## TRECHO DADO
Em resumo, não há dados clínicos importantes que demonstrem especificamente a melhora da sobrevida do enxerto de pele após o uso pré-operatório de oxigênio hiperbárico, mas em nossa experiência clínica, a OHB apresentou excelentes resultados nesse cenário. O uso da OHB trouxe vantagens em termos de cicatrização do enxerto, infecção e controle de complicações, além de favorecer reconstruções menos invasivas e menos complexas. Em um estudo, a infecção profunda dos tecidos moles se desenvolveu em 196 (68%) dos 289 pacientes que não receberam terapia adjuvante com OHB e em 35 (35%) dos 99 pacientes que receberam terapia adjuvante com OHB. O mesmo estudo também provou que a OHB reduz o tempo de formação da granulação e estimula a angiogênese suficiente para apoiar a retirada de um enxerto de pele, que é um pré-requisito para a reconstrução cirúrgica precoce, especialmente em pacientes com locais receptores inadequadamente vascularizados. Roje e colegas também provaram que 151 (52% de 289) pacientes que não receberam OHB sofreram perda de enxerto de pele e apenas 23 (23% de 99) que foram submetidos a OHB tiveram o mesmo problema. Ressalta-se que em seu estudo o quadro clínico das coortes foi diferente e a OHB foi administrada após tratamento cirúrgico.

## DADOS FORNECIDOS
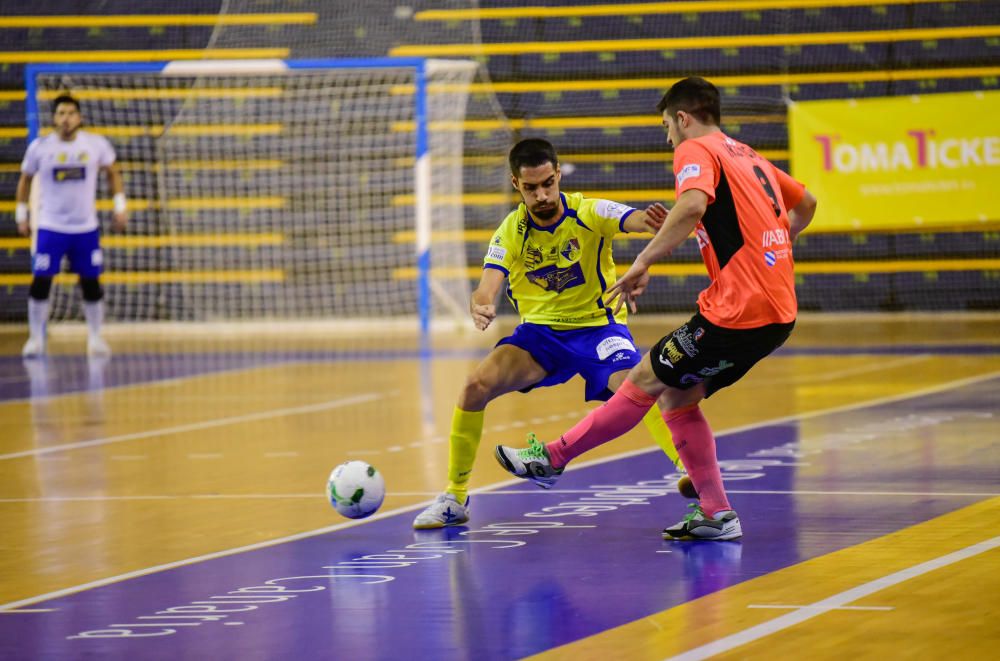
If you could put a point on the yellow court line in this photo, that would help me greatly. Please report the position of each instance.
(180, 240)
(693, 43)
(810, 583)
(49, 56)
(157, 277)
(757, 80)
(232, 164)
(156, 20)
(648, 8)
(687, 269)
(187, 203)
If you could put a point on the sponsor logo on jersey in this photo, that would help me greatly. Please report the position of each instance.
(705, 372)
(686, 341)
(571, 250)
(69, 173)
(670, 354)
(688, 171)
(42, 261)
(777, 237)
(610, 209)
(553, 278)
(610, 345)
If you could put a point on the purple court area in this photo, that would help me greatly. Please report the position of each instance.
(537, 569)
(65, 374)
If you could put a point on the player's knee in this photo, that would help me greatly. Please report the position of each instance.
(91, 289)
(41, 286)
(476, 393)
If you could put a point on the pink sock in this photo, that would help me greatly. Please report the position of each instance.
(615, 417)
(696, 446)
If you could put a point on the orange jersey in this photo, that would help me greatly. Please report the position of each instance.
(743, 235)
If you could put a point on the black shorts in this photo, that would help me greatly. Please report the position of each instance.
(701, 352)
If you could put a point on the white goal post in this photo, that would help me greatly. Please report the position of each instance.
(286, 189)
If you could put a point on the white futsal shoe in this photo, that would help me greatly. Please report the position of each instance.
(33, 348)
(444, 511)
(723, 526)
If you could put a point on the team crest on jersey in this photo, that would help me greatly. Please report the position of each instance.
(533, 255)
(553, 278)
(688, 171)
(496, 252)
(69, 173)
(571, 250)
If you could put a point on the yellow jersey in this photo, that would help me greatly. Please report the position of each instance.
(557, 275)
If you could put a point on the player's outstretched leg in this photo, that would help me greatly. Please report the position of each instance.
(723, 526)
(444, 511)
(38, 316)
(531, 463)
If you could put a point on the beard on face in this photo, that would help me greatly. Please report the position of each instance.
(545, 213)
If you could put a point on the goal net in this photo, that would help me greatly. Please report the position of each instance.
(321, 189)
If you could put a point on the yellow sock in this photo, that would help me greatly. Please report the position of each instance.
(466, 432)
(661, 434)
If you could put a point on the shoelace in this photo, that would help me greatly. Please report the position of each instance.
(535, 450)
(695, 511)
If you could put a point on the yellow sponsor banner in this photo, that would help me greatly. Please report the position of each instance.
(903, 163)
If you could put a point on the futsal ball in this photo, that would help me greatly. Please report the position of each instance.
(355, 489)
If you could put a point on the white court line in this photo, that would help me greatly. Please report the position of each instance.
(839, 608)
(197, 426)
(830, 603)
(832, 375)
(960, 383)
(879, 401)
(432, 494)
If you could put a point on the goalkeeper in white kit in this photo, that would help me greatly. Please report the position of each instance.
(64, 165)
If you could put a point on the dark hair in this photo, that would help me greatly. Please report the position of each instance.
(64, 98)
(531, 153)
(695, 96)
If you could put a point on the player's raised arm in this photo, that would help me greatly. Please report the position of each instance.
(800, 203)
(801, 214)
(649, 220)
(483, 303)
(119, 214)
(21, 204)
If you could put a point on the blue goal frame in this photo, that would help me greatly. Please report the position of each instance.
(422, 192)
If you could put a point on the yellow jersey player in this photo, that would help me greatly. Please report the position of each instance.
(554, 251)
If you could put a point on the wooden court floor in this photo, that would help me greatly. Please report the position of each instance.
(187, 445)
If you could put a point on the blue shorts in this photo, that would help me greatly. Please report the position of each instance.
(594, 353)
(84, 253)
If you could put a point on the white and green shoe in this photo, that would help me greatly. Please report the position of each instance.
(723, 526)
(531, 463)
(443, 512)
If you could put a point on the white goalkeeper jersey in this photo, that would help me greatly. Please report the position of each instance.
(66, 174)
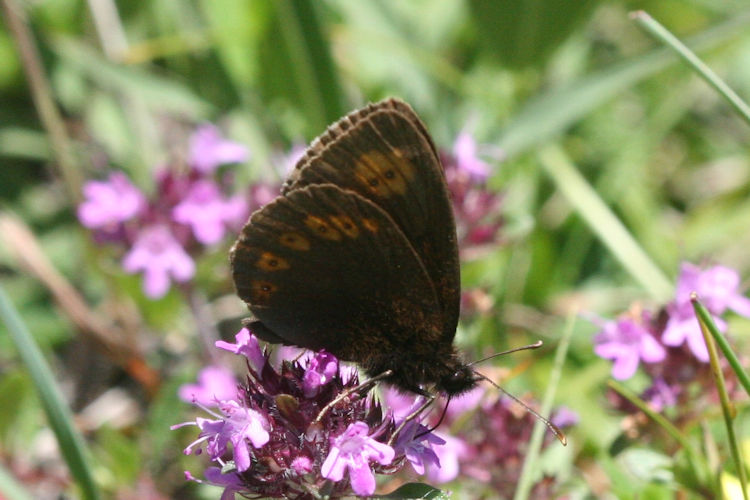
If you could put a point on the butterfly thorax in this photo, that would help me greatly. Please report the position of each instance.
(445, 374)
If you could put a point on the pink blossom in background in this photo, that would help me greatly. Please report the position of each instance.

## TAREFAS
A) Liste, na ordem em que aparecem, todas as porcentagens citadas no texto sobre oxigênio hiperbárico.
B) Responda com base no texto sobre oxigênio hiperbárico:
(i) Em quantos dos 289 pacientes sem terapia adjuvante com OHB se desenvolveu infecção profunda dos tecidos moles?
(ii) Segundo o mesmo estudo, que tempo a OHB reduz?
(iii) No estudo de Roje e colegas, quando a OHB foi administrada?

## RESPOSTAS
A) 68%, 35%, 52%, 23%

B)
(i) Em 196 pacientes (68%).
(ii) O tempo de formação da granulação.
(iii) Após o tratamento cirúrgico.